:: EXERCISE INSTRUCTIONS ::
Copy out each line of the material that contains the word "trunk", matching case exactly.

:: TASK INPUTS ::
++++++++++++++++++++

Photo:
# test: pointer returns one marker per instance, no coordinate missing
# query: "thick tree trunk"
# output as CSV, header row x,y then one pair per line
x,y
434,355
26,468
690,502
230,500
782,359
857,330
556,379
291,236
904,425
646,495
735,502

++++++++++++++++++++

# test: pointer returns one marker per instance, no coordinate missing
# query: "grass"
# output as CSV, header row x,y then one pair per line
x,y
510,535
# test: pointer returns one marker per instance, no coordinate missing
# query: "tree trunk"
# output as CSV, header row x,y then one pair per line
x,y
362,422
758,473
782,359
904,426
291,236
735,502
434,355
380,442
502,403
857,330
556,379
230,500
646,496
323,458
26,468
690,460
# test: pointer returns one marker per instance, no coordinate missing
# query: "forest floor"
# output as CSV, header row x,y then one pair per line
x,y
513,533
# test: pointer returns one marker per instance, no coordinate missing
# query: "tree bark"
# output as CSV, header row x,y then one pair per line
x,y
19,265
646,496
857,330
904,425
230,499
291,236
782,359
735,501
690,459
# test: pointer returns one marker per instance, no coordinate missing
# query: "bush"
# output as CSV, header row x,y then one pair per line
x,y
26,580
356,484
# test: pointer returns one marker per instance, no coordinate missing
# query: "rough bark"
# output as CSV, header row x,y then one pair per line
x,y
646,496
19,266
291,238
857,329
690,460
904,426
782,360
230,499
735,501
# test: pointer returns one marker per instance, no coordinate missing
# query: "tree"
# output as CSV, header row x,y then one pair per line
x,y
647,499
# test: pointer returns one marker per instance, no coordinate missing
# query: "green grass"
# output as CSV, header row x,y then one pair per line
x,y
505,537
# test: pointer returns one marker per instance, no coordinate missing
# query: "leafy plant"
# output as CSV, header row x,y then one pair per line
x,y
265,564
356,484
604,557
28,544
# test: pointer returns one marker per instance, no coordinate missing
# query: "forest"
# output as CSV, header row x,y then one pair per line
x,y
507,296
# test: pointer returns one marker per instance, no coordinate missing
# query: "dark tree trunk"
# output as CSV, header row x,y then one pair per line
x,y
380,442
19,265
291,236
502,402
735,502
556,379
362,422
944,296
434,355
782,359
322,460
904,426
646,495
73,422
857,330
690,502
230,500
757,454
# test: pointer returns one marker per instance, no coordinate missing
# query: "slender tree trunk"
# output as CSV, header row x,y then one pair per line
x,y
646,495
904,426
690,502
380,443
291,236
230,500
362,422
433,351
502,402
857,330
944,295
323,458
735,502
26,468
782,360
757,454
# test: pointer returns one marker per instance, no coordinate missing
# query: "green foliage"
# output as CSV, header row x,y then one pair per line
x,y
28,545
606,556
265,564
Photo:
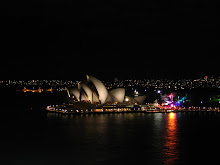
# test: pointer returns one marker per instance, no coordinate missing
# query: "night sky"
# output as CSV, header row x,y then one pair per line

++++++++++++++++++++

:: WORKED SOLUTION ::
# query: "thick tree trunk"
# query: "tree trunk"
# query: "dark tree trunk"
# query: "slender tree trunk"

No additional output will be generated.